* EXERCISE DETAILS *
Everything before the line containing "Note: for every instance of the hedge" stays out; print that line and all lines below it through the last, exactly.
►
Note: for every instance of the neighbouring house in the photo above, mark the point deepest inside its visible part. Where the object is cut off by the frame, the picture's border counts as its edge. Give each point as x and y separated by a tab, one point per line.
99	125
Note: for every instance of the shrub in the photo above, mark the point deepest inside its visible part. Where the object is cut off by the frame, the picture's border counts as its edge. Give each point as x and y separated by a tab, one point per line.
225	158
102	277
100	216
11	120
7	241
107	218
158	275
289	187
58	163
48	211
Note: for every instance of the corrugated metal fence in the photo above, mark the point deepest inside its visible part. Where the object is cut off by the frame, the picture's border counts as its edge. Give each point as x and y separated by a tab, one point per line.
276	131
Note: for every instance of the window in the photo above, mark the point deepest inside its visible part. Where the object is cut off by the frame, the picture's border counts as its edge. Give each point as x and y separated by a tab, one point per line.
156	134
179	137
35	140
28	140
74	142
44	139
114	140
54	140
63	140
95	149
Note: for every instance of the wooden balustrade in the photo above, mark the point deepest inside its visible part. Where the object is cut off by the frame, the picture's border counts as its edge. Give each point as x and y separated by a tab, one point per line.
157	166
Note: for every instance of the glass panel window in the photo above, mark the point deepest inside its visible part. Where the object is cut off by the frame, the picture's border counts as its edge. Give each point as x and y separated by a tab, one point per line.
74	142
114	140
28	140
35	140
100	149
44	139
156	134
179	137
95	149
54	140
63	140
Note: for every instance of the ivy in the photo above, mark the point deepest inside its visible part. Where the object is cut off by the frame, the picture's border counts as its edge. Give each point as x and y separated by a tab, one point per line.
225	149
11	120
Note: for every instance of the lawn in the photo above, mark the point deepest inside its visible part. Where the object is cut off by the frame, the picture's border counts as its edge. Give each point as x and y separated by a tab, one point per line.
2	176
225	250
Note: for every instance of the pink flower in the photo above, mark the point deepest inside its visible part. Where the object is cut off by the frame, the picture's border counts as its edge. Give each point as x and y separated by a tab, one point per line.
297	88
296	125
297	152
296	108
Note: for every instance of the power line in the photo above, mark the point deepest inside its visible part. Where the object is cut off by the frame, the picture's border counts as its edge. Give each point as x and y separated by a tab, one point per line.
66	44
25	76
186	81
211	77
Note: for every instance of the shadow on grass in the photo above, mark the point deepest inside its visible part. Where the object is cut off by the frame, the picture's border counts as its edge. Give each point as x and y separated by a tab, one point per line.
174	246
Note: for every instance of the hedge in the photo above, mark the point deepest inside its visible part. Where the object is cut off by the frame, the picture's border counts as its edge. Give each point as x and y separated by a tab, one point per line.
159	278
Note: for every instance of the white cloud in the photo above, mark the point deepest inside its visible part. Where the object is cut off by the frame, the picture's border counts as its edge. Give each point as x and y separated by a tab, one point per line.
◄
* TASK ANSWER *
Note: for every instance of the hedge in the photo above, mark the point deepest inside its visible part. Where the object is cut off by the frame, the picture's border counts as its edge. Give each point as x and y separated by a tab, one point per line.
159	278
Note: for every instance of the white cloud in the photo above, mark the point deepest inside its visible part. Where the object is cut off by the frame, the picture's border counts as its edge. Give each point as x and y separated by a tab, one point per line.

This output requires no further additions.